#### [What the exercise asks]
Format every row below as a numbered list, one row per number, and leave out any blank lines.

#### [Material supplied]
· · ·

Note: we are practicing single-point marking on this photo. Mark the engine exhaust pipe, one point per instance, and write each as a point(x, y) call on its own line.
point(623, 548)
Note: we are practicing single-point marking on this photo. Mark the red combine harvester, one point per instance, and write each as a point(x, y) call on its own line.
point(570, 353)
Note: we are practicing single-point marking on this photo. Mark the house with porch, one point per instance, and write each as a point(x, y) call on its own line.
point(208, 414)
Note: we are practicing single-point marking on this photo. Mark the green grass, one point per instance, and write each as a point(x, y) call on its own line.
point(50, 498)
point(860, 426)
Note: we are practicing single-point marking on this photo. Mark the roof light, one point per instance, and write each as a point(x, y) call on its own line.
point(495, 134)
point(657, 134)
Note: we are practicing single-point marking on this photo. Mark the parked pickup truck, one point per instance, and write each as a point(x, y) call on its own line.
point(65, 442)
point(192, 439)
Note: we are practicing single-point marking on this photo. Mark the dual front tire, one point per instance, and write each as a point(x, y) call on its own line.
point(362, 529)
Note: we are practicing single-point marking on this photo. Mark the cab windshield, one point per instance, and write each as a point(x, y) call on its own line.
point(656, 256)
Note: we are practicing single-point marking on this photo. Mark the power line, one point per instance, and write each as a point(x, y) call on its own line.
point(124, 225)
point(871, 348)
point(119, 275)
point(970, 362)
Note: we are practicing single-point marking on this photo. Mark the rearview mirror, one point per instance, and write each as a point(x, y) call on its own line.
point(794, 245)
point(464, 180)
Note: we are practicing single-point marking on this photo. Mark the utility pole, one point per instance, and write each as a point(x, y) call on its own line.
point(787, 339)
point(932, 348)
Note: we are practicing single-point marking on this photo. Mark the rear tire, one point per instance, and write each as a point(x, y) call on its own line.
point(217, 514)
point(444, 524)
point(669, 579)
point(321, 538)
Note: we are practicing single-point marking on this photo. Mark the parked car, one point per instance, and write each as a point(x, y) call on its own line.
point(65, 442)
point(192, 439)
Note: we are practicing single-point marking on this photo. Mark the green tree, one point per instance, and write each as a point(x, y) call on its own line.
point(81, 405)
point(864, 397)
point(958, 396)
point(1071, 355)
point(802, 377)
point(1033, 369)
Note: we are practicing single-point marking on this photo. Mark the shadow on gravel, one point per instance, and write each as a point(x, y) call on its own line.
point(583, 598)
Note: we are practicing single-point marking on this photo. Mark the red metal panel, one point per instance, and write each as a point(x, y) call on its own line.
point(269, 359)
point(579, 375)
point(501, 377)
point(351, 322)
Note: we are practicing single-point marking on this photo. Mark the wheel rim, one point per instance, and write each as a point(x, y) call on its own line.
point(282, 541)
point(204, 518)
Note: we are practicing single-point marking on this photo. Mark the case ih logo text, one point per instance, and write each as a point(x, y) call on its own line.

· · ·

#### [Result for this exercise]
1. Note: we are practicing single-point marking on this photo. Mark the engine exhaust pipe, one point per instance, and write each as a point(x, y) call on its own line.
2. point(623, 548)
3. Note: we are practicing single-point marking on this photo. Mark the red combine harvester, one point per instance, and write each as a point(x, y) call on its own line.
4. point(570, 353)
5. Note: we are practicing single-point marking on this photo. Mark the house with porch, one point per instance, and write each as a point(x, y) call on its own line.
6. point(208, 414)
7. Note: we are practicing single-point marking on this photo. Mark the green grass, one point per instance, and write each as a point(x, y) call on its own line.
8. point(50, 498)
9. point(860, 426)
10. Note: we are practicing single-point marking on this photo. Mark the roof light, one point per instance, and write each as a point(x, y) call on its own line.
11. point(495, 134)
12. point(657, 134)
13. Note: we are practicing single-point marking on this photo. Mark the parked pickup truck, one point per instance, and write each as a point(x, y) call on its own line.
14. point(65, 442)
15. point(192, 439)
16. Note: we are practicing single-point marking on this photo. Mark the dual front tire, one point per instance, and write each as a point(x, y) call on its own line.
17. point(362, 529)
18. Note: we are practicing single-point marking on this photo. Mark the cab windshield, one point per instance, and write each as a point(x, y) call on its own line.
19. point(656, 256)
20. Note: we are practicing single-point marking on this photo. Mark the power line, one point per instance, and write each as a point(x, y) call on its own line.
21. point(124, 225)
22. point(871, 348)
23. point(119, 275)
24. point(970, 362)
25. Note: we are practicing single-point marking on this photo. Mark the rearview mirror, one point per instance, and write each as a point(x, y) call on its own line.
26. point(794, 245)
27. point(464, 180)
28. Note: we are practicing single-point marking on this photo. Mark the utility pole, one point per instance, and write each as a point(x, y) call on its own line.
29. point(787, 339)
30. point(932, 348)
31. Note: we are practicing single-point marking on this photo. Mark the rear tire, one point per instance, and write each as a point(x, y) call on its own line.
32. point(217, 514)
33. point(444, 524)
34. point(669, 579)
35. point(321, 538)
36. Note: we are practicing single-point marking on this photo. Mark the parked car, one point per instance, and write each as a point(x, y) call on its own line.
37. point(65, 442)
38. point(192, 439)
39. Note: we are practicing single-point marking on this photo. Mark the green tree, one point per instance, and write each as a point(x, y) call on its own line.
40. point(81, 405)
41. point(864, 397)
42. point(958, 396)
43. point(1071, 355)
44. point(802, 377)
45. point(1033, 369)
46. Note: we are practicing single-point marking on this photo. Mark the shadow on gravel, one point per instance, and write each as a point(x, y) call on its own line.
47. point(583, 598)
48. Note: we are practicing single-point marking on this photo. Mark the red metal panel, one point per instance, and write each as a point(x, y) call on its own line.
49. point(269, 359)
50. point(579, 375)
51. point(501, 377)
52. point(351, 322)
53. Note: we are practicing single-point marking on this photo. Mark the wheel rim, one point per instance, and write each as a point(x, y) call on its own line.
54. point(282, 541)
55. point(204, 518)
56. Note: we are practicing single-point marking on this photo. Mark the case ih logo text, one point per instance, and write each as a point(x, y) call on its own line.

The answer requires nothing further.